§ **WORK TO COMPLETE**:
Rewrite the data below, substituting "Place one point" for every occurrence of "Drop one point" and keeping everything else the same. Omit the pictures from your answer.

======

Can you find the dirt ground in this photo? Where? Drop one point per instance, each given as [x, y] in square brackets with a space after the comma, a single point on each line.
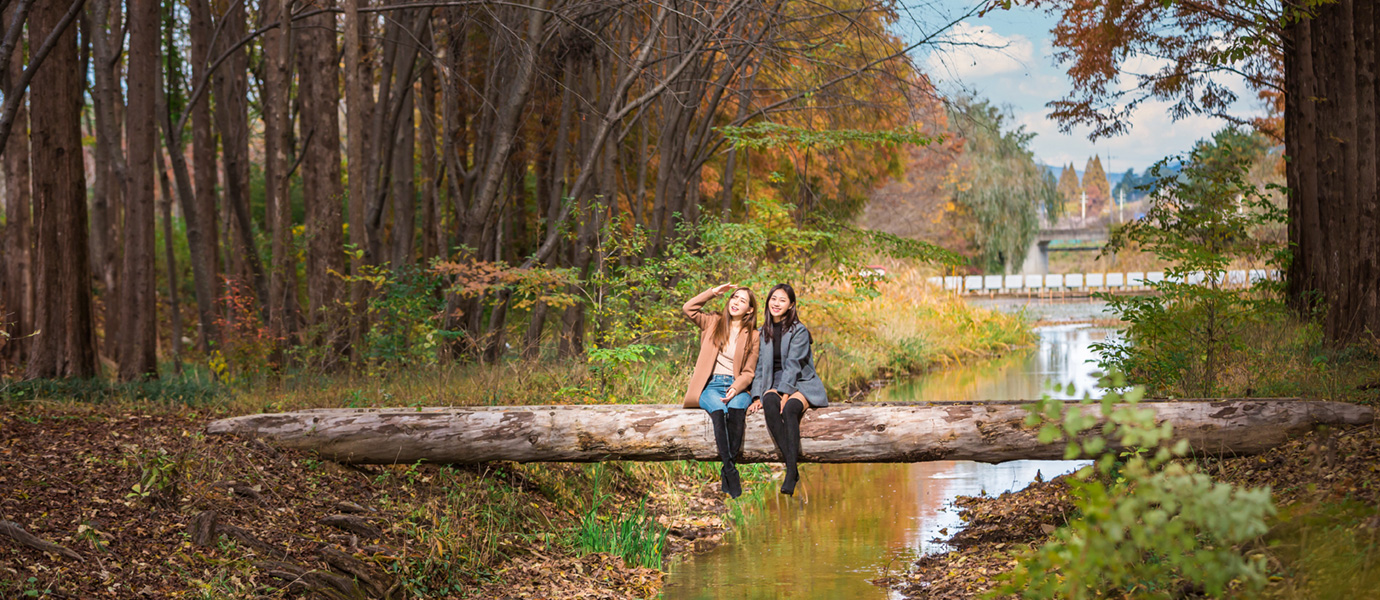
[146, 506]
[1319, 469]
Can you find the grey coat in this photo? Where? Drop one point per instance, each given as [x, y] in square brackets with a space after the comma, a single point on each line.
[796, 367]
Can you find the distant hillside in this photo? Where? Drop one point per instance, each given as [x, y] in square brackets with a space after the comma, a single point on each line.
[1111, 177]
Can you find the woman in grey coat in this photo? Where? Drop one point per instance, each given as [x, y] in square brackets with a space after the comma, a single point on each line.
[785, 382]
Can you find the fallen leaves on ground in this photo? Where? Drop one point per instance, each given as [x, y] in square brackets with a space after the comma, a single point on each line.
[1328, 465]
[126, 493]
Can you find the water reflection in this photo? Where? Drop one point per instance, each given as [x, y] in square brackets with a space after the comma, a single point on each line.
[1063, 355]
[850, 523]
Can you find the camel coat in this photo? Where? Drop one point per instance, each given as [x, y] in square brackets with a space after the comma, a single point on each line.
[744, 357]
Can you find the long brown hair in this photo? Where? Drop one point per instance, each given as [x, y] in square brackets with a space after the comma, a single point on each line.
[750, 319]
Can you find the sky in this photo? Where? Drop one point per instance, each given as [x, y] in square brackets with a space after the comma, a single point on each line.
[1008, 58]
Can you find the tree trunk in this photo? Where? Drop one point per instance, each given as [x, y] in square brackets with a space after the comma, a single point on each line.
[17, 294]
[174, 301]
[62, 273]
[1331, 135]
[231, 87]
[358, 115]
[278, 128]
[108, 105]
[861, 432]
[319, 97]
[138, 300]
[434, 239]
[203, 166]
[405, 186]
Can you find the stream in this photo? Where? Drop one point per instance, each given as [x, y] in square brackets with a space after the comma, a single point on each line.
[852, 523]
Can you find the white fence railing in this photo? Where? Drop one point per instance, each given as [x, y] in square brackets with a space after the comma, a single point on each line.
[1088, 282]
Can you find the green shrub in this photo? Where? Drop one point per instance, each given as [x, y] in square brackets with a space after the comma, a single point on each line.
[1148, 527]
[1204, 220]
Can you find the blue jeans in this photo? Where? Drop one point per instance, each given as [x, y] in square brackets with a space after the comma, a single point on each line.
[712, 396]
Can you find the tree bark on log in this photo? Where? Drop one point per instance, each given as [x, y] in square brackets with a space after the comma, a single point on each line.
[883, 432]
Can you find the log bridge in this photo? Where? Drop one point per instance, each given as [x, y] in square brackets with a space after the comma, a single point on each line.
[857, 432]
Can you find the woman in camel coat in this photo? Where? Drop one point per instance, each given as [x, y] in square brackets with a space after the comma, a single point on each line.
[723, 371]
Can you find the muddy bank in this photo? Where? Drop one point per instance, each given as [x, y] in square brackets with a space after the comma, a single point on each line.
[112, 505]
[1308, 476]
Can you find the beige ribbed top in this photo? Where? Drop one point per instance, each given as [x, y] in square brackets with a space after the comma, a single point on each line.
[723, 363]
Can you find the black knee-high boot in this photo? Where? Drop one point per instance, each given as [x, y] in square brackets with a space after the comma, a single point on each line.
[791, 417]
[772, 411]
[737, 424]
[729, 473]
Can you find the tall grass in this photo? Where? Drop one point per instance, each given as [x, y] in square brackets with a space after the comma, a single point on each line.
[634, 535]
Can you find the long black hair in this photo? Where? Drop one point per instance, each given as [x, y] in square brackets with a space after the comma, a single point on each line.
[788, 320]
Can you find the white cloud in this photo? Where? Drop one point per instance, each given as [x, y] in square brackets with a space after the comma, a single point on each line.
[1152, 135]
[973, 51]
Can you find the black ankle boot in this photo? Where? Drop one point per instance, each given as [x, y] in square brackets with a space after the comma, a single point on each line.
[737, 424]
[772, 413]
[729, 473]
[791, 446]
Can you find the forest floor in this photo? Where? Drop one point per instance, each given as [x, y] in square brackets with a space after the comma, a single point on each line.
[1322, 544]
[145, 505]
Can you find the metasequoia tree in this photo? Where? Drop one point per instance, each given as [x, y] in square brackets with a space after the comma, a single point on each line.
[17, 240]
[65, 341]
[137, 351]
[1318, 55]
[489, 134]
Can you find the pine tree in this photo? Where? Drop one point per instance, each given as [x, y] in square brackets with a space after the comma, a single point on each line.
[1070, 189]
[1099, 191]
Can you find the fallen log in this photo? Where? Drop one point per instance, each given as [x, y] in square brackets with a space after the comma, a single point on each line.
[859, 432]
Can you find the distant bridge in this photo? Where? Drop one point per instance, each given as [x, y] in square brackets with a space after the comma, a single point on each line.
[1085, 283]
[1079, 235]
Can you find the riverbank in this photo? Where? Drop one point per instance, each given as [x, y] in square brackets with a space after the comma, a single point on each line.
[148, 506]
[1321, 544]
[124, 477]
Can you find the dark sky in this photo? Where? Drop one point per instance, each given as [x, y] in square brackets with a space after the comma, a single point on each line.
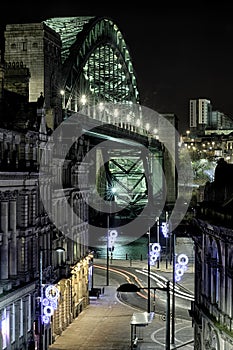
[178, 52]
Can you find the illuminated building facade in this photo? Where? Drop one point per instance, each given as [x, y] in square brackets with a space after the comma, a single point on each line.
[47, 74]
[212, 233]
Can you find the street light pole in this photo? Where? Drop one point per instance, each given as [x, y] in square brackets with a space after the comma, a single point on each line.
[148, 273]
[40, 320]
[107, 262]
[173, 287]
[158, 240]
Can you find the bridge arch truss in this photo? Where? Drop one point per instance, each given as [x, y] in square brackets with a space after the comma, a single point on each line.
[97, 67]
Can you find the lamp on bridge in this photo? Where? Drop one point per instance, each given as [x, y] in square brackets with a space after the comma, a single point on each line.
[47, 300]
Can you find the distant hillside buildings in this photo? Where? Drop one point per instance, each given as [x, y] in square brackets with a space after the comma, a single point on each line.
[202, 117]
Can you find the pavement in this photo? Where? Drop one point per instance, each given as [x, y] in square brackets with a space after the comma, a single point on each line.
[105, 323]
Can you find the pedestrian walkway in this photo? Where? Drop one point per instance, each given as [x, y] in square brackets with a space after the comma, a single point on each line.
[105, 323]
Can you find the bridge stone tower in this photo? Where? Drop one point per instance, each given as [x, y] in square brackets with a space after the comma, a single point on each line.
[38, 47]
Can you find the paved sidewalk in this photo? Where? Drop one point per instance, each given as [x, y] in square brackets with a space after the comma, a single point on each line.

======

§ **IN RESPONSE**:
Can you find the dirt ground in this photo? Where? Place one point per instance, each given as [x, y] in square brackets with a space after the comma, a single point on each line.
[146, 506]
[1319, 469]
Can you find the grey coat in this photo? Where? Place one point per instance, each given as [x, y] in square brackets with a space after the comma, a single point on each line.
[796, 367]
Can you find the distant hillside in this photo? Where? Place one point per instance, each given as [x, y] in square brackets with a space after the comma, a single point on each line.
[1111, 177]
Can you find the woman in grey coat in this photo? Where? Place one point per instance, each given as [x, y] in square brackets with a space after the comma, a single point on each line.
[785, 382]
Can you find the fallen leaves on ground in this photo? Where? Place one point per instance, each given as [x, y] in square brackets with a space after the comma, a single point on each line.
[1328, 465]
[126, 493]
Can you find the water reflection in this photo? Where? Place one point per instance, each given as [x, y] in square brackets with a space after the comma, a single point on each line.
[1063, 355]
[850, 523]
Can you find the camel coat in this photo? Where? Place one point per instance, each given as [x, y] in square brackets with a space after the comma, a single point on each line.
[744, 357]
Can you find the long brown hair in this photo? Where? Place one point per instance, each given as [x, y] in square brackets with a space after the comma, a single point on each line.
[750, 319]
Can you find the sky in this photo? Where? Place one point per instance, each given as [x, y] in square brackets with a space after the comma, a single point on each line.
[1008, 58]
Can you find the tree trunk in this photo? Where? Place one point per instance, each given as [x, y] in square brackets with a space after the comma, a single point on each line.
[17, 294]
[174, 301]
[62, 273]
[1331, 135]
[231, 87]
[358, 115]
[278, 128]
[108, 105]
[861, 432]
[319, 97]
[138, 300]
[434, 239]
[203, 166]
[405, 186]
Can you find the stream in this photo? Where? Place one point per instance, each given as [x, y] in square brackets with a space after the comma, a single point on each line.
[852, 523]
Can you find the white fence railing in this photo? Where? Place one point per instance, each given as [x, y] in square brackets with a space after the comma, a single point on each line.
[1088, 282]
Can you find the green shrub in this photo? Where? Place one point per instance, each given as [x, y] in square brackets with a space after the comma, a single point on each line.
[1148, 527]
[1204, 220]
Can you find the blue jeans in this photo? Where? Place one point per instance, each given as [x, y] in square brackets with a space after the comma, a single point on each line.
[712, 396]
Can you find the tree bark on log in this photo? Where? Place one point per instance, each given as [x, y] in square brackets with a space after the comma, a single point on each line.
[883, 432]
Can you find the log bridge in this photo? Where? Place one point per instance, each given as [x, y] in square brackets with a space after the comma, a single point on each line.
[857, 432]
Can you find the woman in camel coat in this photo? Where? Place one point per instance, each given as [x, y] in square brackets with a space after the comma, a single point on each line.
[723, 371]
Can you find the muddy bank in this photo? Where? Place one point per instance, each given as [x, y] in square brackets with a space after the comma, a single point on each line.
[112, 505]
[1308, 476]
Can you find the beige ribbed top in this photo? Where? Place one point per instance, each given as [x, y] in square brackets with a space after the comma, a single point on each line.
[723, 363]
Can you find the black knee-high boot in this photo? Where? Place one point per instance, each given as [x, y] in square brackets with a space after the comma, a single point on each line.
[791, 417]
[772, 411]
[737, 424]
[729, 473]
Can you find the tall grass in this photo? Where? Place one point per instance, each given as [x, y] in square brackets with a space after the comma, a single point on each line.
[634, 535]
Can you find the long black hair in this photo? Where? Place one point per instance, each given as [x, y] in square brackets with a space after the comma, a single point on each line.
[788, 320]
Can you find the white cloud in this photo? Where? Place one point per instance, each given as [x, y] in square brackets with a space after the comma, a single point on each line.
[1152, 135]
[973, 51]
Can you find the black ankle boot in this photo? Where? Place one point per instance, each given as [x, y] in square brackets with a space after the comma, a single point on each line.
[737, 424]
[772, 413]
[729, 473]
[791, 446]
Can you find the forest floor in this photo? Where? Place one point per instance, each given as [x, y] in square brackets with a space after the comma, a single point on each line.
[1322, 544]
[145, 505]
Can you find the metasequoia tree in this photo? Where? Place one point per instance, each given as [x, y] in square brackets with a space after the comma, a single point on each line.
[17, 240]
[65, 341]
[137, 351]
[1318, 55]
[489, 134]
Can you find the pine tree in this photo? Where? Place one point per instance, each given as [x, y] in square brackets with a space after the comma, a single point on each line.
[1070, 189]
[1099, 191]
Can you find the fallen log in this photo? Where? Place one point per instance, each given as [x, y] in square brackets with a space after the comma, a single point on each line.
[859, 432]
Can you find the distant bridge in this photo? Where? Place one point per instance, each given as [x, y] in square brackets with a space after the comma, a single point on each line.
[1085, 283]
[1079, 235]
Can you find the riverbank in this photo? Where? Place one point per instance, each given as [x, y] in square brackets with a space after the comma, a single point on each line.
[148, 506]
[1321, 544]
[124, 477]
Can you find the dark sky in this photo? Where? Place one point per instance, each given as [x, y] in square brackets with a space after the comma, a single point on each line.
[178, 52]
Can you find the illuminated building facade in this photo? Where? Place one point per instance, each given as [x, y] in square brackets with a space after the comma, a single point on each line.
[47, 74]
[212, 233]
Can you find the street light pole in this photo? Where? Place one point per instance, each given as [x, y] in square brackets with a space after the comma, a single point on each line.
[148, 273]
[40, 320]
[107, 262]
[173, 287]
[158, 240]
Can you find the bridge arch truss in this photo? Where? Place one point per instance, each given as [x, y] in square brackets with a space after the comma, a single point on each line.
[97, 67]
Can you find the lamp on bridge in this photo? Where? Place one point per instance, each given as [x, y] in square brackets with a space after the comma, a single point on each line.
[47, 300]
Can you find the distant hillside buildings in this photo? Where? Place one point per instance, each given as [x, y] in square brackets with a space after the comma, a single point on each line.
[202, 117]
Can you find the pavement in this photo? Where? Place one point per instance, each given as [x, y] in square brackets with a space after the comma, a single point on each line.
[105, 323]
Can you find the pedestrian walkway in this photo? Where? Place one point per instance, each given as [x, y] in square brackets with a space after the comma, a single point on each line.
[105, 323]
Can you find the bridge stone tower in this photo? Where? Place one point per instance, each given as [x, y] in square brackets with a space after the comma, a single point on each line.
[38, 47]
Can you find the paved sidewalk in this photo? Where? Place one point per instance, each given as [x, y] in square brackets with a space after the comma, a single point on each line.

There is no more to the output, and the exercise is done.